* **Task inputs**
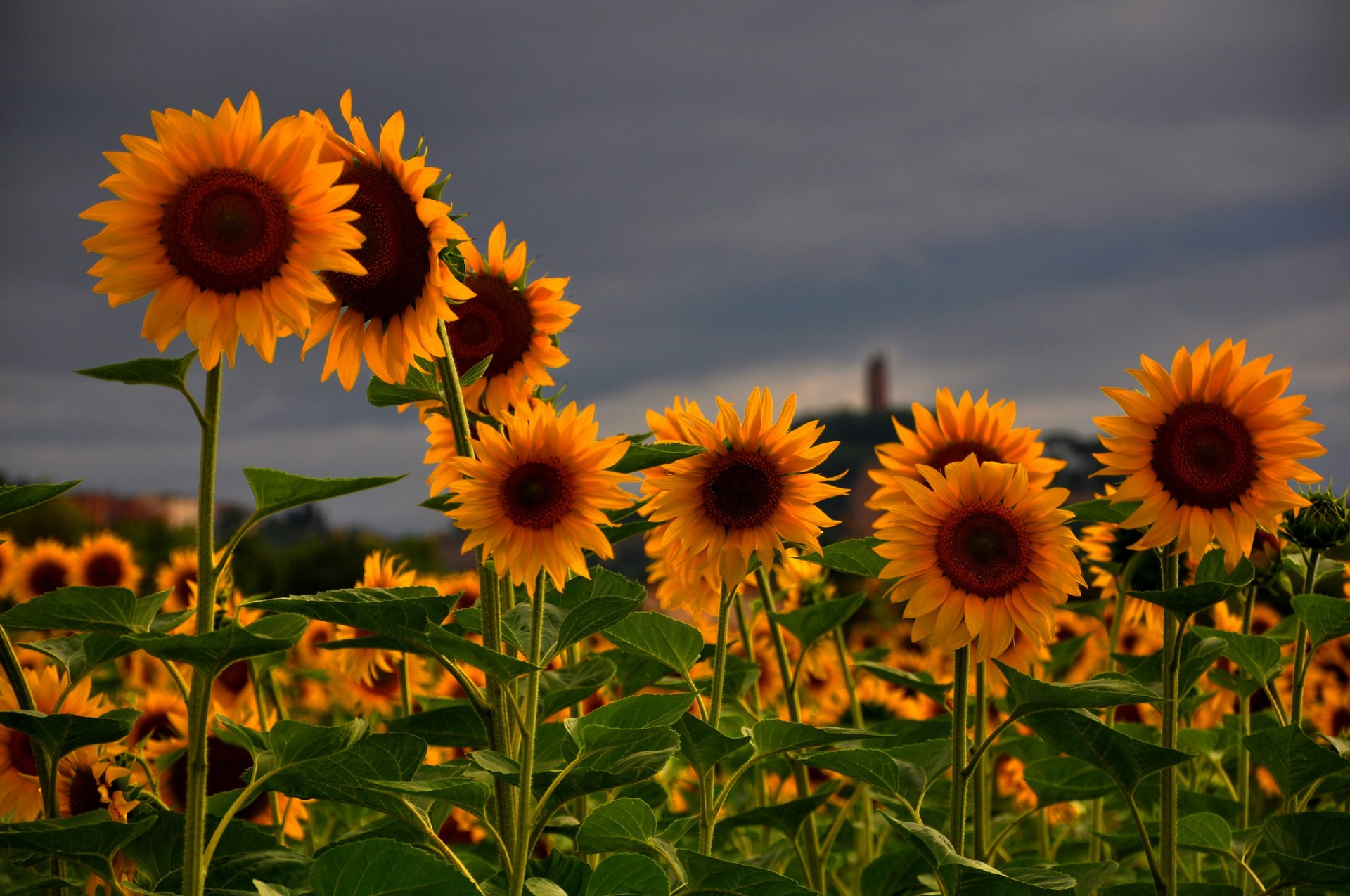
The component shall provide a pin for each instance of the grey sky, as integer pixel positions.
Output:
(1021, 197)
---
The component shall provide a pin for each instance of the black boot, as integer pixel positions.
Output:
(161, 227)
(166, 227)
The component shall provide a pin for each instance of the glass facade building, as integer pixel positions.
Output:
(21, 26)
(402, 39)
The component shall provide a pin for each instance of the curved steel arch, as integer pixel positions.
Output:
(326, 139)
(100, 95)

* **What you are asked to do**
Scan the entries above and show each line that contains the word "pixel".

* **Task output**
The component shall provide a pin for each instance of the grey sky, as integer pixel positions.
The component shall provide a pin for each instance of the black boot, as integer pixel positions.
The component shall provide a pin for each instance of the glass facade building, as integer pixel positions.
The component shall provide a pin for each instance of the curved steel arch, as integer pixel positions.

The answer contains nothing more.